WORK INSTRUCTIONS
Return every line of the records below that contains the word "umbrella".

INPUT DATA
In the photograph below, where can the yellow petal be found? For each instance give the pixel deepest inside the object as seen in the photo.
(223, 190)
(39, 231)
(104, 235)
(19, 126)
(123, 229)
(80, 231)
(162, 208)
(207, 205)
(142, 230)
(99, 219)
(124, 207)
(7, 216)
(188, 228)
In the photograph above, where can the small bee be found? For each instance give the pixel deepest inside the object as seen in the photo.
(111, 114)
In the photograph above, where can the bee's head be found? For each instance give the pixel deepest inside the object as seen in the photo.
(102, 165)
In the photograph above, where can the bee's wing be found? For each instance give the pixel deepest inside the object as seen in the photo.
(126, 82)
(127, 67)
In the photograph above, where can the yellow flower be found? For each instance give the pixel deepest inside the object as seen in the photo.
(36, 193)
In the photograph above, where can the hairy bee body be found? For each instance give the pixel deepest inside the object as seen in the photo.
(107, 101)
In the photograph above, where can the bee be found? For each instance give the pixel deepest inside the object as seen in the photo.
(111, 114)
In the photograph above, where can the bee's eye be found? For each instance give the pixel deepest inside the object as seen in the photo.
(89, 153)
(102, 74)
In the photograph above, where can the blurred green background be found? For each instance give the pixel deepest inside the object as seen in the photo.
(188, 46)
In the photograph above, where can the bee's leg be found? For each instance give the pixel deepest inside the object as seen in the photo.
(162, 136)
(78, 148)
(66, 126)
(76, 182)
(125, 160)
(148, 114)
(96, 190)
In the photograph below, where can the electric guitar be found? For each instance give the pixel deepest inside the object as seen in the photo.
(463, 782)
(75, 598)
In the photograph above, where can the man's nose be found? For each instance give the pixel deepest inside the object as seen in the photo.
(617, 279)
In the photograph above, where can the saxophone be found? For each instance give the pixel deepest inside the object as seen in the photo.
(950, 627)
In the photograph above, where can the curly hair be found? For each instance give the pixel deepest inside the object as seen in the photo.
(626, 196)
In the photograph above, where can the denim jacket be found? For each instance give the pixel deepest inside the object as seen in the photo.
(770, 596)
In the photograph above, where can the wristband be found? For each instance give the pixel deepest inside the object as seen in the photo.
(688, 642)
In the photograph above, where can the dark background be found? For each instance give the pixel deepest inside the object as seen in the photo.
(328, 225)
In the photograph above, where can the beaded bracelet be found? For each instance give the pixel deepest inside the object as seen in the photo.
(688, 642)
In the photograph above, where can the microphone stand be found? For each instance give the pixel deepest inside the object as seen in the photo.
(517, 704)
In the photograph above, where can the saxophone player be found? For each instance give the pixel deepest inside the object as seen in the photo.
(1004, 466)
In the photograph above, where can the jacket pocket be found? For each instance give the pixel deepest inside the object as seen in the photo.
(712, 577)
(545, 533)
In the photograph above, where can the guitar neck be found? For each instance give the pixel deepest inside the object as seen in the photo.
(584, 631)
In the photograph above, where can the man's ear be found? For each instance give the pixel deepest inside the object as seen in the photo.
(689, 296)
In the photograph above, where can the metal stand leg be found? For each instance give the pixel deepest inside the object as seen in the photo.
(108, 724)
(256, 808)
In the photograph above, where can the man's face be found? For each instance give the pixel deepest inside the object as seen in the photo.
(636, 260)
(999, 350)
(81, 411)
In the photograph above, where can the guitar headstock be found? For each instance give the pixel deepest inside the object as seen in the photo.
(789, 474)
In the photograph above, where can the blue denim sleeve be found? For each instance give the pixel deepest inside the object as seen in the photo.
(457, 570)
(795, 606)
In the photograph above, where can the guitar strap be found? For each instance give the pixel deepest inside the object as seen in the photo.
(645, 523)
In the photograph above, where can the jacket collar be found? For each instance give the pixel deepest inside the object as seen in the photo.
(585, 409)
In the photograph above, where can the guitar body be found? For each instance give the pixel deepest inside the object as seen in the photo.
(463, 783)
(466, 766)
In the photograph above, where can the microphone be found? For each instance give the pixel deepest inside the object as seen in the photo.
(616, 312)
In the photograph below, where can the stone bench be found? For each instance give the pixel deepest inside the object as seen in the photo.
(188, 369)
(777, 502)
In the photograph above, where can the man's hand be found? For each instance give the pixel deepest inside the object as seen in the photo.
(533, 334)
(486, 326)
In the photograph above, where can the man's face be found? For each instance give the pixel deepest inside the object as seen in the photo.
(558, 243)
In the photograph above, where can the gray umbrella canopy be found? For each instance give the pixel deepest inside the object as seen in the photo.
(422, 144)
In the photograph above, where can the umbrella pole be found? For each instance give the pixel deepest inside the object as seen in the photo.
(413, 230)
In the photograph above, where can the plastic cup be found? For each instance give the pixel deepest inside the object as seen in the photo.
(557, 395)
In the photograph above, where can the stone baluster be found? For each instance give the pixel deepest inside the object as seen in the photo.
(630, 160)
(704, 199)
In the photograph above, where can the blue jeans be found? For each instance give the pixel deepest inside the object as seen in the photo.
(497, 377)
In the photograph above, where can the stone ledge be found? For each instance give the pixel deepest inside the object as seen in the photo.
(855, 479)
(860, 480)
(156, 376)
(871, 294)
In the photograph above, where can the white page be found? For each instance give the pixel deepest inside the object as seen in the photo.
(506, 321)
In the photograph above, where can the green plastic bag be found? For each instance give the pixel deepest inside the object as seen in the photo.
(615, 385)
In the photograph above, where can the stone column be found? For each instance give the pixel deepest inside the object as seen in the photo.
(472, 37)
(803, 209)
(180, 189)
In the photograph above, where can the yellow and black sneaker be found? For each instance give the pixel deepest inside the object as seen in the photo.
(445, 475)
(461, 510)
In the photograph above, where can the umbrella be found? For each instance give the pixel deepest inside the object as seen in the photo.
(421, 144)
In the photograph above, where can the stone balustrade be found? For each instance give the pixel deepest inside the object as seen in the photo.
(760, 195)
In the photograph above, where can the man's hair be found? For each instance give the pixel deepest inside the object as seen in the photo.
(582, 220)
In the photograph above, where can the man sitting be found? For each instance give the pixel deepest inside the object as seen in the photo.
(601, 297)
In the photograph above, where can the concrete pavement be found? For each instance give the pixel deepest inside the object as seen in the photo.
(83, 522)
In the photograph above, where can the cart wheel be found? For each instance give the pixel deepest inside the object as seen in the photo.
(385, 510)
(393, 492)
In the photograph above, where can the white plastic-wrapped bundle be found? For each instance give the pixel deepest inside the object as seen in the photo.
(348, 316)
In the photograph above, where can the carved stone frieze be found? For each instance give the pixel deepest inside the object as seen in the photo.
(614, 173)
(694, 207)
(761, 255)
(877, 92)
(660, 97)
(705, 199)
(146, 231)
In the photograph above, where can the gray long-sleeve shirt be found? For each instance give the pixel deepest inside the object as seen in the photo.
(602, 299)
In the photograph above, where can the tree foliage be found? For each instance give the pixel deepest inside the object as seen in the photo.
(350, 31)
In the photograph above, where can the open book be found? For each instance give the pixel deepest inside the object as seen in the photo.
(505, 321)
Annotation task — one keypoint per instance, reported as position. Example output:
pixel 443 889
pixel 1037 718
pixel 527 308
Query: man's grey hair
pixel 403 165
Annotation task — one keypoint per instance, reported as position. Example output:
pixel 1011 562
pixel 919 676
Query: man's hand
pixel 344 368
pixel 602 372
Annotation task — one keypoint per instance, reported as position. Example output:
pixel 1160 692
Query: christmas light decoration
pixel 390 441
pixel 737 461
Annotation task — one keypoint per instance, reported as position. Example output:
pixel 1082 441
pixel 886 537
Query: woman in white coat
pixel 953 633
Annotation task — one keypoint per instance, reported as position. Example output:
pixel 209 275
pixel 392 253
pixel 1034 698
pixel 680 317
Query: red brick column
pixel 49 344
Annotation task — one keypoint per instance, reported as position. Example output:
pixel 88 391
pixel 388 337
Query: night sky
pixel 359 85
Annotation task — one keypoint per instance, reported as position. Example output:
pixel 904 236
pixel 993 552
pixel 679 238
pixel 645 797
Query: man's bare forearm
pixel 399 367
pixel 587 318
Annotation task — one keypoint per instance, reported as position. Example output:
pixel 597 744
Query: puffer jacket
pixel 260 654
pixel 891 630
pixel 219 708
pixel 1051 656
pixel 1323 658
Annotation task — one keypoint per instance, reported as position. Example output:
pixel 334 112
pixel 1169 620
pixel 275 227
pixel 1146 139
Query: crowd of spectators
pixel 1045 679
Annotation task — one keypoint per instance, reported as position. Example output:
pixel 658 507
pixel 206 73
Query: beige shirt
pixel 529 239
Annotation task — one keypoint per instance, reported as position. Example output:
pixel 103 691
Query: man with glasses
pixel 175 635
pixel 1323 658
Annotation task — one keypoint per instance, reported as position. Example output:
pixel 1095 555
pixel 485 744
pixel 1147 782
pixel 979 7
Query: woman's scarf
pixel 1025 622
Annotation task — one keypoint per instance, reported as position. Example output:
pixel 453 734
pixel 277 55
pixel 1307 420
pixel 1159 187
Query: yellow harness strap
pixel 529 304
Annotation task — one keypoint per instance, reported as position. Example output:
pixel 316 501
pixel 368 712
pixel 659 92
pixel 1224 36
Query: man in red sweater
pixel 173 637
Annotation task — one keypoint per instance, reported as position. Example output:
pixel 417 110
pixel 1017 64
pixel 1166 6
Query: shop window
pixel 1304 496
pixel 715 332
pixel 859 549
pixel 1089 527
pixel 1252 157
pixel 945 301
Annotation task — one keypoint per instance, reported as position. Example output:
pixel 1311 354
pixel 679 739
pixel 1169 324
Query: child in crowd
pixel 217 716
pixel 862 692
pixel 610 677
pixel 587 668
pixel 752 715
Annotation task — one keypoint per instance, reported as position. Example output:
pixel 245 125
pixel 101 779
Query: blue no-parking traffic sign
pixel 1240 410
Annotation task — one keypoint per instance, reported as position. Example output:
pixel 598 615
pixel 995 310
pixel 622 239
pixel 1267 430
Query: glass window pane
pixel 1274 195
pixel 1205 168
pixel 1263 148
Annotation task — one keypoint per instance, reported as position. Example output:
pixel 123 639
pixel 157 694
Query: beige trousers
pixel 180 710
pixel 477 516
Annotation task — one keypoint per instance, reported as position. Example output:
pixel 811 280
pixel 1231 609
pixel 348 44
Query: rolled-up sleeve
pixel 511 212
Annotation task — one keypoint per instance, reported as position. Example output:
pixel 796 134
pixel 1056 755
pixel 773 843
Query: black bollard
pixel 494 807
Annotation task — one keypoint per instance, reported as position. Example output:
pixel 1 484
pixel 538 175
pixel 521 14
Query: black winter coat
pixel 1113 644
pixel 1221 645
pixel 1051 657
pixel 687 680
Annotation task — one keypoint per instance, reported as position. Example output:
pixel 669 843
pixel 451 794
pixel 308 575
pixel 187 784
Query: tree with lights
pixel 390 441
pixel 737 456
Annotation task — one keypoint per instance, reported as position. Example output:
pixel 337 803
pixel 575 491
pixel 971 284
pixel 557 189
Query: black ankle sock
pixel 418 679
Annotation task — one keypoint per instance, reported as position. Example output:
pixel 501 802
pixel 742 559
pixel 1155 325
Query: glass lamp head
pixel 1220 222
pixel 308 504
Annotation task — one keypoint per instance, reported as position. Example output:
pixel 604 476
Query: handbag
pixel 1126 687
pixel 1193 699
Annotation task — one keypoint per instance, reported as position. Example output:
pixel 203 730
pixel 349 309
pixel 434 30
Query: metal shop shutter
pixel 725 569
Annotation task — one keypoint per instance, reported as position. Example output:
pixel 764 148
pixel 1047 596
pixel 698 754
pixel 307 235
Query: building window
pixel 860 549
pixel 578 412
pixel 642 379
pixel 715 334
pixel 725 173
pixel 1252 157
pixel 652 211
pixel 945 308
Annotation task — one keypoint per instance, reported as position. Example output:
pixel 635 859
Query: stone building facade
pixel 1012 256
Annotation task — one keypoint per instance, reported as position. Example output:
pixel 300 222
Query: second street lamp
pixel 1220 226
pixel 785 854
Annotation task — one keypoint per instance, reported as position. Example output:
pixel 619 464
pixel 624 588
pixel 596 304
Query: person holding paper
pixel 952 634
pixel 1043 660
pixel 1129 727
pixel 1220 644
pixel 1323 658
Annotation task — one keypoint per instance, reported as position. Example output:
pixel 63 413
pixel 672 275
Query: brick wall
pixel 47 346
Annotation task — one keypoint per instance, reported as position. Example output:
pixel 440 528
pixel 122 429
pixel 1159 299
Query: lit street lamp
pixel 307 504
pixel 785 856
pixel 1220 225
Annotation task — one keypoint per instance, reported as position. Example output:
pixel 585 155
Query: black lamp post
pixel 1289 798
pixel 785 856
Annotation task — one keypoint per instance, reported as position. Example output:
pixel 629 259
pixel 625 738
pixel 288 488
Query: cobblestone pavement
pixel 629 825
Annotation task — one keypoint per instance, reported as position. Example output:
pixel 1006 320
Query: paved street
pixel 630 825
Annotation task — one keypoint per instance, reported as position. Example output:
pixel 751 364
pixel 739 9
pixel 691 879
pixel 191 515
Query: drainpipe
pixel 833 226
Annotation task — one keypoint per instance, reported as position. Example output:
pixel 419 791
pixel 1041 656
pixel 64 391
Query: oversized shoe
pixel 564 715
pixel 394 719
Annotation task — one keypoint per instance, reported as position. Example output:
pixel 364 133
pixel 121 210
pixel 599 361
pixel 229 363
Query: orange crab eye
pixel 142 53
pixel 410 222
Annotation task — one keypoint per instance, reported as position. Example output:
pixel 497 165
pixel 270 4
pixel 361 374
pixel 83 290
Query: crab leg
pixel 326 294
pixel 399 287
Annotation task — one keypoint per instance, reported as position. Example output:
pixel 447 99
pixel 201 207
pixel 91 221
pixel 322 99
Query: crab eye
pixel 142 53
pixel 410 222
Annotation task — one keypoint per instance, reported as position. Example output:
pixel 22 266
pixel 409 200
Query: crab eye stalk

WRITTEN SOLUTION
In the photograph above, where can the gray umbrella canopy be found? For each instance give the pixel deepest inside the object as seen in the photo.
In the photograph above, where can the umbrella pole be found? For each instance give the pixel deepest inside the object as seen in the photo.
In the photograph above, where can the umbrella be found? For each instance give the pixel deepest inside the object as seen in the photo.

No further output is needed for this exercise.